:: QUOTED PASSAGE ::
This year, the plays are staged at the Cambridge Battery, a set of ruined fortifications in the middle of the park. You couldn’t invent such a backdrop. At intermission, kids of all ages explored the set, if only to see the view of the Atlantic Ocean beyond.
We were treated to great hilarity, exciting swordfights, intriguing a capella harmonies, endearing characters (yes you, Sven), modern cultural references, a classic storyline with a contemporary twist, and a professional ensemble cast. I highly recommend Robin Hood for anyone age 4 and up.
Even if you are unaccompanied by a child, you will enjoy the play!
The company is also performing two Shakespeare plays this summer: A Comedy of Errors and Measure for Measure. We hope to see at least one of them in the next two weeks. Their season ends September 4. See their site for showtimes.
If you’ve seen any of their productions this year, feel free to leave a comment.
Strolling along the waterfront last Friday, we heard a cool jazz piano, accompanied by bass and drums, coming from the Festival Tent being set up on Lower Water St. at Salter St. extension. The place was crawling with volunteers adjusting banners and chairs, getting things ready for the show to start at 8 pm. They offered us a program, but, alas, we were on our way to see the Tattoo.
“What is it?” he kept asking before we went. “It’s … a show,” I said, inadequately.
It’s hard to describe the Tattoo; if you haven’t seen it, I’ll refer you to its own website, which says it is “the world’s largest indoor show…. featuring over 2,000 world-class Canadian and international military and civilian performers … a fast-paced, two-and-a-half hour family show featuring music, dance, acrobatics, drama and comedy in a number of innovative acts.”
Originally modeled on the Edinburgh Tattoo in Scotland, the Nova Scotia Tattoo was first staged in 1979 and featured primarily military acts.
Over the years, many civilian acts have been added, including guest performers from all over the world.
In common with the military marching bands and demonstrations of physical prowess, virtually all the acts involved precision teamwork.
We saw a fabulous precision roller skating team from Estonia, the French Guarde Républicaine motorcycle ballet, a German gym wheel team, and of course, Scottish Highland Dancers from Nova Scotia and from Australia. The latter group mixed the traditional strict forms of Highland Dance with tribal rhythms and modern innovations, which I found intriguing, having grown up partly in Antigonish where many kids took Highland Dance lessons.
The highest level of millisecond exactness was displayed by an all-female New Zealand drill team.
The loosest group was the Danish gymnastic troupe Talentholdet whose playful exuberance contrasted refreshingly with the strict discipline of the other acts while performing jaw-dropping feats of tumbling.
Even the tightest military bands had their comic routines to keep us entertained.
Musically, it was impressive that the many brass bands, the bagpipe bands, the choir and the soloists, spread across the width of the Metro Centre, could play in ensemble (almost all the time) – another testament to discipline and talent. Quite the sound!
Notably most of the civilian performers were female – dance troupes in particular, and while there were many women in the military bands, you had to look closely to distinguish them in their uniforms.
The show has a strong vein of patriotism and support for the troops, in their current mission of training the Afghan army now that Canada’s combat role has ended. Included in the honours are police, firefighters, emergency medical services and other first responders who “serve and protect”.
Altogether, the Tattoo is a huge community effort supported by many volunteers. The audience contained people from every province in Canada and many from the USA.
It’s a show that just about everyone should experience at least once.

:: TASK DESCRIPTION ::
Write out everything from "Originally modeled on" down to "Highland Dance lessons." in the passage about the Tattoo, substituting "Latvia" for "Estonia". The data that come next are separate from the passage about the Tattoo.

:: DATA TO EXAMINE ::
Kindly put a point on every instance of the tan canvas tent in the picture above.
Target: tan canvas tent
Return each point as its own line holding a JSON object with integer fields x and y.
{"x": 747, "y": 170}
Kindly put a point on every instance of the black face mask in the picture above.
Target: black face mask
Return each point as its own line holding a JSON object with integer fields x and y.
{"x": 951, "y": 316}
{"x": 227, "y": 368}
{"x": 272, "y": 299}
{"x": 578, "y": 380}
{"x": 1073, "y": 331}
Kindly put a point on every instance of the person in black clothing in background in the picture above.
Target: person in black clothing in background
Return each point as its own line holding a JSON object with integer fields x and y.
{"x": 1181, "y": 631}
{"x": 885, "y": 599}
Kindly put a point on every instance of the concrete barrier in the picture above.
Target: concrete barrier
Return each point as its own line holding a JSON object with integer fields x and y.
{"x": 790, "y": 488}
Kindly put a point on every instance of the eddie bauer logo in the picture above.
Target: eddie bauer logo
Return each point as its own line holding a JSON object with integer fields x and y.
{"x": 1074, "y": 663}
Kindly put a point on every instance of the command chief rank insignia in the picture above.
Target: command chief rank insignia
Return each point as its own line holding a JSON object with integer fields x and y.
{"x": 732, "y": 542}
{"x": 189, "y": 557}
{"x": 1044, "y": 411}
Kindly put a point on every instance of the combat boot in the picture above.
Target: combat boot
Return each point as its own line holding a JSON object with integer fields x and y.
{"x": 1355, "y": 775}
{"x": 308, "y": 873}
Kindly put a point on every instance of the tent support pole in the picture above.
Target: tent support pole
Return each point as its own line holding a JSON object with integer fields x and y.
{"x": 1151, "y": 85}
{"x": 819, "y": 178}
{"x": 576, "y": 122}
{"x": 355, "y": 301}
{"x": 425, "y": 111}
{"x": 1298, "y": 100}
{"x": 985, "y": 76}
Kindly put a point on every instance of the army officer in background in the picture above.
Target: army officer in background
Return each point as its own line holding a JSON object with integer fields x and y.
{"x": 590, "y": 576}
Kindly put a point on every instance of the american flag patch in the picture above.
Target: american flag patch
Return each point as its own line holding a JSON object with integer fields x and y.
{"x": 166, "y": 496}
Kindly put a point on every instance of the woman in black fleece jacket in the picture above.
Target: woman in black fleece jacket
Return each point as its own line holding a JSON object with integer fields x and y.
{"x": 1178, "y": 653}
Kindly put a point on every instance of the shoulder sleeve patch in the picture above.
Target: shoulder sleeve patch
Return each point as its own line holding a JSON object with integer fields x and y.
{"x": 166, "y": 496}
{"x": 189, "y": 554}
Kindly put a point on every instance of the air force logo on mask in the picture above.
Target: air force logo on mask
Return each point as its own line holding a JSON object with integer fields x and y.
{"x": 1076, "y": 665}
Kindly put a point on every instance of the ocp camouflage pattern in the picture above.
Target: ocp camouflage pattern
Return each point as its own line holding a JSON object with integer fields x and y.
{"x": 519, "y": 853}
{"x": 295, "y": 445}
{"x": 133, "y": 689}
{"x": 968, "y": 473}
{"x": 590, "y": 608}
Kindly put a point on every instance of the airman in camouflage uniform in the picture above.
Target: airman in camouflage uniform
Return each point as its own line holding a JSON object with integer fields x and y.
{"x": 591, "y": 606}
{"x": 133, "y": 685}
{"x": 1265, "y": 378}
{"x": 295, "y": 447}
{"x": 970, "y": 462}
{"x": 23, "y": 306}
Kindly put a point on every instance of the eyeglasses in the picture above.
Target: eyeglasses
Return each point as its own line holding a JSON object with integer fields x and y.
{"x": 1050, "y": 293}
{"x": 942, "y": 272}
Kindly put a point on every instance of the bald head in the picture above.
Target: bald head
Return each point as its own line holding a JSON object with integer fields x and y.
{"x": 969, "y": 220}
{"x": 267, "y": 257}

:: ANSWER SPACE ::
Originally modeled on the Edinburgh Tattoo in Scotland, the Nova Scotia Tattoo was first staged in 1979 and featured primarily military acts.
Over the years, many civilian acts have been added, including guest performers from all over the world.
In common with the military marching bands and demonstrations of physical prowess, virtually all the acts involved precision teamwork.
We saw a fabulous precision roller skating team from Latvia, the French Guarde Républicaine motorcycle ballet, a German gym wheel team, and of course, Scottish Highland Dancers from Nova Scotia and from Australia. The latter group mixed the traditional strict forms of Highland Dance with tribal rhythms and modern innovations, which I found intriguing, having grown up partly in Antigonish where many kids took Highland Dance lessons.